» TASK STATEMENT
Format all of the material below as a JSON list of strings, with one string for each line and blank lines omitted.

» RECORD LIST
▬▬▬▬▬▬▬▬▬▬

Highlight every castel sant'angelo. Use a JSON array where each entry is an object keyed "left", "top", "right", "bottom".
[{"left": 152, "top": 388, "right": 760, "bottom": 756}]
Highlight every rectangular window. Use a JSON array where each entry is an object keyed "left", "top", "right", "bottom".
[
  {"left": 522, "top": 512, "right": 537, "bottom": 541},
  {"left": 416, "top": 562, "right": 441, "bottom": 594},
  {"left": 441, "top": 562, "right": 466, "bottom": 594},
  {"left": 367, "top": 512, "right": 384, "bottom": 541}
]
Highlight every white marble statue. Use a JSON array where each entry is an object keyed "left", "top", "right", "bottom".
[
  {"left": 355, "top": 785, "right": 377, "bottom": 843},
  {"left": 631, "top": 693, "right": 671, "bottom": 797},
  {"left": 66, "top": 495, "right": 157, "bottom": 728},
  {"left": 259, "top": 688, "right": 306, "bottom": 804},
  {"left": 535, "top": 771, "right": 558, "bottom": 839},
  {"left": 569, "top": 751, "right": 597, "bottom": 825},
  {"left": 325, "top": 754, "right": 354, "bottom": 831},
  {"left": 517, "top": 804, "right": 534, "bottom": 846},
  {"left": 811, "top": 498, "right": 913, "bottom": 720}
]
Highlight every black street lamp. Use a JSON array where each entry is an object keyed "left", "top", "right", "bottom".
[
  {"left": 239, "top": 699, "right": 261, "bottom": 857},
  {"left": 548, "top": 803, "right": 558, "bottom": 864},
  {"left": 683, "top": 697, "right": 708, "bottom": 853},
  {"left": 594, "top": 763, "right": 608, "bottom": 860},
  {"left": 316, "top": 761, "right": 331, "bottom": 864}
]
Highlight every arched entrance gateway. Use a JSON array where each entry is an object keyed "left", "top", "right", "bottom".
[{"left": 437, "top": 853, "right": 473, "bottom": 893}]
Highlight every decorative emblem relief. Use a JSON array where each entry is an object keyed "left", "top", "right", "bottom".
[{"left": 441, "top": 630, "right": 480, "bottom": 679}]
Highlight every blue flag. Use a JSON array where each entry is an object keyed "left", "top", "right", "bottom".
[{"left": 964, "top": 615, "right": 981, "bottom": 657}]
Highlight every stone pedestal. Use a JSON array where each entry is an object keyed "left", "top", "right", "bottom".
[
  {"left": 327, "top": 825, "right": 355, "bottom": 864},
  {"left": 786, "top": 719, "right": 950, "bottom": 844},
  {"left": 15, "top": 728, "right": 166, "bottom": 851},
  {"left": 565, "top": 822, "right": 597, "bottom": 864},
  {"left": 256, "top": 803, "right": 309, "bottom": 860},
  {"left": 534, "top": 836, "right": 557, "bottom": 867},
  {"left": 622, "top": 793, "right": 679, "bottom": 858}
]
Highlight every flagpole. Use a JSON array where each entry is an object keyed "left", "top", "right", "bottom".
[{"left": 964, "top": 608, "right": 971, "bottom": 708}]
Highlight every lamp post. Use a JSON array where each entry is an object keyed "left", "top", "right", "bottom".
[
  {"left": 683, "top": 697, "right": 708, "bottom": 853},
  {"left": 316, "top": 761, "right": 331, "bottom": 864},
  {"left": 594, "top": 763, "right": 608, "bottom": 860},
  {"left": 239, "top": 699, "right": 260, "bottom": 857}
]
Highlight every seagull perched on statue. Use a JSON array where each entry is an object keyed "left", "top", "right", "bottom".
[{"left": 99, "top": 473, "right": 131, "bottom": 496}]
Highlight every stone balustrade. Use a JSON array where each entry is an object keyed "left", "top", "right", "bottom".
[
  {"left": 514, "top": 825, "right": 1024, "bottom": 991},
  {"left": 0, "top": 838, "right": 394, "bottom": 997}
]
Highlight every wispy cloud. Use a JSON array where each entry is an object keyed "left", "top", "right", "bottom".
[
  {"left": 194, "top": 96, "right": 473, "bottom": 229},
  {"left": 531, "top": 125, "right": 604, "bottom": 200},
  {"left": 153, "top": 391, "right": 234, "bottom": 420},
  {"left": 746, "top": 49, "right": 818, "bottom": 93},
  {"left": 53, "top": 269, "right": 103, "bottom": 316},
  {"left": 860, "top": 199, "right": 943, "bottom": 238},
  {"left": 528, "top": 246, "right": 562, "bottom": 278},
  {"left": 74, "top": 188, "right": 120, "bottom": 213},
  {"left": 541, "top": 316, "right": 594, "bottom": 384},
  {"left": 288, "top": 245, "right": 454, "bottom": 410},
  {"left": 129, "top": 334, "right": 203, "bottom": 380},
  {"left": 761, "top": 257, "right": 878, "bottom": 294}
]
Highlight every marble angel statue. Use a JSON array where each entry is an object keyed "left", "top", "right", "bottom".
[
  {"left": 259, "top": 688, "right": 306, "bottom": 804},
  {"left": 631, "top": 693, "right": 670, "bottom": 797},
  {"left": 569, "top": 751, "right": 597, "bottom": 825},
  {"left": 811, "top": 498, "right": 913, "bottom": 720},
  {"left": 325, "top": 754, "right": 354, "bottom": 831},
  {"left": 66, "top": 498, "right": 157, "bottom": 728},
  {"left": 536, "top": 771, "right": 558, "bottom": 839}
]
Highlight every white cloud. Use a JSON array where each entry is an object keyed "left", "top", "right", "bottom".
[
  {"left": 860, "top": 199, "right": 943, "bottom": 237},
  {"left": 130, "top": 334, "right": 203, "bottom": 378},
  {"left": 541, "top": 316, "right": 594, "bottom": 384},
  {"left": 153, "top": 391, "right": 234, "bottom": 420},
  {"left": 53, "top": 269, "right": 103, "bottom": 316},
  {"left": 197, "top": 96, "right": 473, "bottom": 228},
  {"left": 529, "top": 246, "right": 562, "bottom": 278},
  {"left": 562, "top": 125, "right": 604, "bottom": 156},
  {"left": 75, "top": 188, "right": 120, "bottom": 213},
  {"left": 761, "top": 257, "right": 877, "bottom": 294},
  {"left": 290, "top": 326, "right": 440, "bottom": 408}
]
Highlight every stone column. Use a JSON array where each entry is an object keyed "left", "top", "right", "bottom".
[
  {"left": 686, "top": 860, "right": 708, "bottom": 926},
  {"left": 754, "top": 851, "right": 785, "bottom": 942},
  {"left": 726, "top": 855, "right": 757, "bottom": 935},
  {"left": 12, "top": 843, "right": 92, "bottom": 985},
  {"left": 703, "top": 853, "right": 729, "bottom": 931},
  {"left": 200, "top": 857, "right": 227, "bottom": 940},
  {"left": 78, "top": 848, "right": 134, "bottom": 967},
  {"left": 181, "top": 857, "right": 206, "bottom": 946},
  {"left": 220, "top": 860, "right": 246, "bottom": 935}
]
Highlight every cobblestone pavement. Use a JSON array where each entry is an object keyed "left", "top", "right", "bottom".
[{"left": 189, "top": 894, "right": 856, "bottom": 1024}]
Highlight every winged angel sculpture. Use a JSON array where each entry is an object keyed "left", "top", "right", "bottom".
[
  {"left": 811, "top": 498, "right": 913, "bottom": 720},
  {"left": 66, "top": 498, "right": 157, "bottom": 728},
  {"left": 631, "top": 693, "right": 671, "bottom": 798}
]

▬▬▬▬▬▬▬▬▬▬

» EXPECTED ANSWER
[
  "Highlight every castel sant'angelo. Use a JSON array where each entry is an object keyed \"left\", \"top\", \"right\", \"bottom\".",
  "[{\"left\": 152, \"top\": 388, \"right\": 760, \"bottom\": 756}]",
  "Highlight every rectangular window. Use a JSON array where each entry is an object keyed \"left\", \"top\", \"right\", \"bottom\".",
  "[",
  "  {\"left\": 522, \"top\": 512, \"right\": 537, \"bottom\": 541},",
  "  {\"left\": 416, \"top\": 562, \"right\": 441, \"bottom\": 594},",
  "  {\"left\": 441, \"top\": 562, \"right\": 466, \"bottom\": 594},",
  "  {\"left\": 367, \"top\": 512, \"right\": 384, \"bottom\": 541}",
  "]",
  "Highlight every white marble statue. Use a JSON array where each entry is an object keyed \"left\", \"top\", \"right\", \"bottom\".",
  "[",
  "  {\"left\": 355, \"top\": 785, \"right\": 377, \"bottom\": 843},",
  "  {\"left\": 631, \"top\": 693, \"right\": 671, \"bottom\": 797},",
  "  {\"left\": 66, \"top\": 495, \"right\": 157, \"bottom\": 728},",
  "  {\"left\": 259, \"top\": 688, \"right\": 306, \"bottom\": 804},",
  "  {\"left\": 535, \"top\": 771, \"right\": 558, \"bottom\": 839},",
  "  {\"left\": 569, \"top\": 751, \"right\": 597, \"bottom\": 825},",
  "  {\"left\": 325, \"top\": 754, \"right\": 354, \"bottom\": 831},",
  "  {\"left\": 517, \"top\": 804, \"right\": 534, \"bottom\": 846},",
  "  {\"left\": 811, \"top\": 498, \"right\": 913, \"bottom\": 720}",
  "]",
  "Highlight every black street lamp. Use a JSON array where each entry is an object keyed \"left\", \"top\", \"right\", \"bottom\".",
  "[",
  "  {\"left\": 239, \"top\": 699, \"right\": 261, \"bottom\": 857},",
  "  {\"left\": 548, \"top\": 803, \"right\": 558, \"bottom\": 864},",
  "  {\"left\": 683, \"top\": 697, \"right\": 708, \"bottom\": 853},",
  "  {\"left\": 594, \"top\": 763, \"right\": 608, \"bottom\": 860},",
  "  {\"left\": 316, \"top\": 761, \"right\": 331, \"bottom\": 864}",
  "]",
  "Highlight every arched entrance gateway. Use a JSON array where each entry is an object keyed \"left\", \"top\", \"right\", \"bottom\".",
  "[{\"left\": 437, \"top\": 853, \"right\": 473, \"bottom\": 893}]",
  "Highlight every decorative emblem relief. Use a JSON array where each entry is an object keyed \"left\", \"top\", \"right\", \"bottom\".",
  "[{\"left\": 441, \"top\": 630, \"right\": 480, \"bottom\": 679}]",
  "Highlight every blue flag. Use a JSON array where each entry is an object keyed \"left\", \"top\", \"right\", \"bottom\".",
  "[{\"left\": 964, \"top\": 615, \"right\": 981, \"bottom\": 657}]",
  "Highlight every stone pedestal. Use a JSON array where each entry is an object keyed \"left\", \"top\", \"right\", \"bottom\".",
  "[",
  "  {\"left\": 327, \"top\": 825, \"right\": 355, \"bottom\": 864},",
  "  {\"left\": 786, \"top\": 719, \"right\": 950, \"bottom\": 844},",
  "  {\"left\": 15, \"top\": 728, \"right\": 166, \"bottom\": 851},",
  "  {\"left\": 565, \"top\": 822, \"right\": 597, \"bottom\": 864},",
  "  {\"left\": 256, \"top\": 803, \"right\": 309, \"bottom\": 860},",
  "  {\"left\": 534, \"top\": 836, \"right\": 557, \"bottom\": 867},",
  "  {\"left\": 622, \"top\": 793, \"right\": 679, \"bottom\": 858}",
  "]",
  "Highlight every flagpole. Use a JSON array where each entry is an object keyed \"left\", \"top\", \"right\", \"bottom\".",
  "[{\"left\": 964, \"top\": 608, \"right\": 971, \"bottom\": 708}]",
  "Highlight every lamp post. Use a JSON array where each entry is an object keyed \"left\", \"top\", \"right\", \"bottom\".",
  "[",
  "  {\"left\": 683, \"top\": 697, \"right\": 708, \"bottom\": 853},",
  "  {\"left\": 316, \"top\": 761, \"right\": 331, \"bottom\": 864},",
  "  {\"left\": 594, \"top\": 763, \"right\": 608, \"bottom\": 860},",
  "  {\"left\": 239, \"top\": 699, \"right\": 260, \"bottom\": 857}",
  "]",
  "Highlight every seagull perched on statue. Use a JSON array where each entry is an object keyed \"left\", \"top\", \"right\", \"bottom\".",
  "[{\"left\": 99, \"top\": 473, \"right\": 131, \"bottom\": 496}]",
  "Highlight every stone balustrade. Use a JSON array where each entry is an object keyed \"left\", \"top\", \"right\", \"bottom\".",
  "[",
  "  {\"left\": 514, \"top\": 825, \"right\": 1024, \"bottom\": 991},",
  "  {\"left\": 0, \"top\": 838, \"right\": 394, \"bottom\": 997}",
  "]",
  "Highlight every wispy cloud. Use a JSON array where each entry is an object keyed \"left\", \"top\", \"right\", \"bottom\".",
  "[",
  "  {\"left\": 194, \"top\": 96, \"right\": 473, \"bottom\": 229},",
  "  {\"left\": 531, \"top\": 125, \"right\": 604, \"bottom\": 200},",
  "  {\"left\": 153, \"top\": 391, \"right\": 234, \"bottom\": 420},",
  "  {\"left\": 746, \"top\": 49, \"right\": 818, \"bottom\": 93},",
  "  {\"left\": 53, \"top\": 269, \"right\": 103, \"bottom\": 316},",
  "  {\"left\": 860, \"top\": 199, \"right\": 943, \"bottom\": 238},",
  "  {\"left\": 528, \"top\": 246, \"right\": 562, \"bottom\": 278},",
  "  {\"left\": 74, \"top\": 188, \"right\": 120, \"bottom\": 213},",
  "  {\"left\": 541, \"top\": 316, \"right\": 594, \"bottom\": 384},",
  "  {\"left\": 288, \"top\": 245, \"right\": 454, \"bottom\": 410},",
  "  {\"left\": 129, \"top\": 334, \"right\": 203, \"bottom\": 380},",
  "  {\"left\": 761, \"top\": 257, \"right\": 878, \"bottom\": 294}",
  "]",
  "Highlight every marble angel statue. Use a JSON array where each entry is an object keyed \"left\", \"top\", \"right\", \"bottom\".",
  "[",
  "  {\"left\": 259, \"top\": 688, \"right\": 306, \"bottom\": 804},",
  "  {\"left\": 631, \"top\": 693, \"right\": 670, \"bottom\": 797},",
  "  {\"left\": 569, \"top\": 751, \"right\": 597, \"bottom\": 825},",
  "  {\"left\": 811, \"top\": 498, \"right\": 913, \"bottom\": 720},",
  "  {\"left\": 325, \"top\": 754, \"right\": 354, \"bottom\": 831},",
  "  {\"left\": 66, \"top\": 498, \"right\": 157, \"bottom\": 728},",
  "  {\"left\": 536, \"top\": 771, \"right\": 558, \"bottom\": 839}",
  "]",
  "Highlight every white cloud. Use a JSON array where each entry is an object keyed \"left\", \"top\", \"right\", \"bottom\".",
  "[",
  "  {\"left\": 860, \"top\": 199, \"right\": 943, \"bottom\": 237},",
  "  {\"left\": 130, \"top\": 334, \"right\": 203, \"bottom\": 378},",
  "  {\"left\": 541, \"top\": 316, \"right\": 594, \"bottom\": 384},",
  "  {\"left\": 153, \"top\": 391, \"right\": 234, \"bottom\": 420},",
  "  {\"left\": 53, \"top\": 269, \"right\": 103, \"bottom\": 316},",
  "  {\"left\": 197, \"top\": 96, \"right\": 473, \"bottom\": 228},",
  "  {\"left\": 529, \"top\": 246, \"right\": 562, \"bottom\": 278},",
  "  {\"left\": 562, \"top\": 125, \"right\": 604, \"bottom\": 156},",
  "  {\"left\": 75, \"top\": 188, \"right\": 120, \"bottom\": 213},",
  "  {\"left\": 761, \"top\": 257, \"right\": 877, \"bottom\": 294},",
  "  {\"left\": 290, \"top\": 326, \"right\": 440, \"bottom\": 408}",
  "]",
  "Highlight every stone column. Use a JSON array where each entry is an object keyed \"left\", \"top\", \"right\", \"bottom\".",
  "[",
  "  {\"left\": 686, \"top\": 860, \"right\": 708, \"bottom\": 926},",
  "  {\"left\": 754, \"top\": 851, \"right\": 785, \"bottom\": 942},",
  "  {\"left\": 726, \"top\": 855, \"right\": 757, \"bottom\": 935},",
  "  {\"left\": 12, \"top\": 843, \"right\": 92, \"bottom\": 985},",
  "  {\"left\": 703, \"top\": 853, \"right\": 729, \"bottom\": 931},",
  "  {\"left\": 200, \"top\": 857, \"right\": 227, \"bottom\": 940},",
  "  {\"left\": 78, \"top\": 848, \"right\": 134, \"bottom\": 967},",
  "  {\"left\": 181, \"top\": 857, \"right\": 206, \"bottom\": 946},",
  "  {\"left\": 220, \"top\": 860, \"right\": 246, \"bottom\": 935}",
  "]",
  "Highlight every cobblestone pavement. Use a JSON array where each entry is an object keyed \"left\", \"top\", \"right\", \"bottom\".",
  "[{\"left\": 189, \"top\": 894, \"right\": 856, \"bottom\": 1024}]",
  "Highlight every winged angel sculpture. Use a JSON array where each entry is an object keyed \"left\", \"top\", \"right\", \"bottom\".",
  "[",
  "  {\"left\": 811, \"top\": 498, \"right\": 913, \"bottom\": 720},",
  "  {\"left\": 66, \"top\": 498, \"right\": 157, \"bottom\": 728},",
  "  {\"left\": 631, \"top\": 693, \"right\": 671, \"bottom\": 798}",
  "]"
]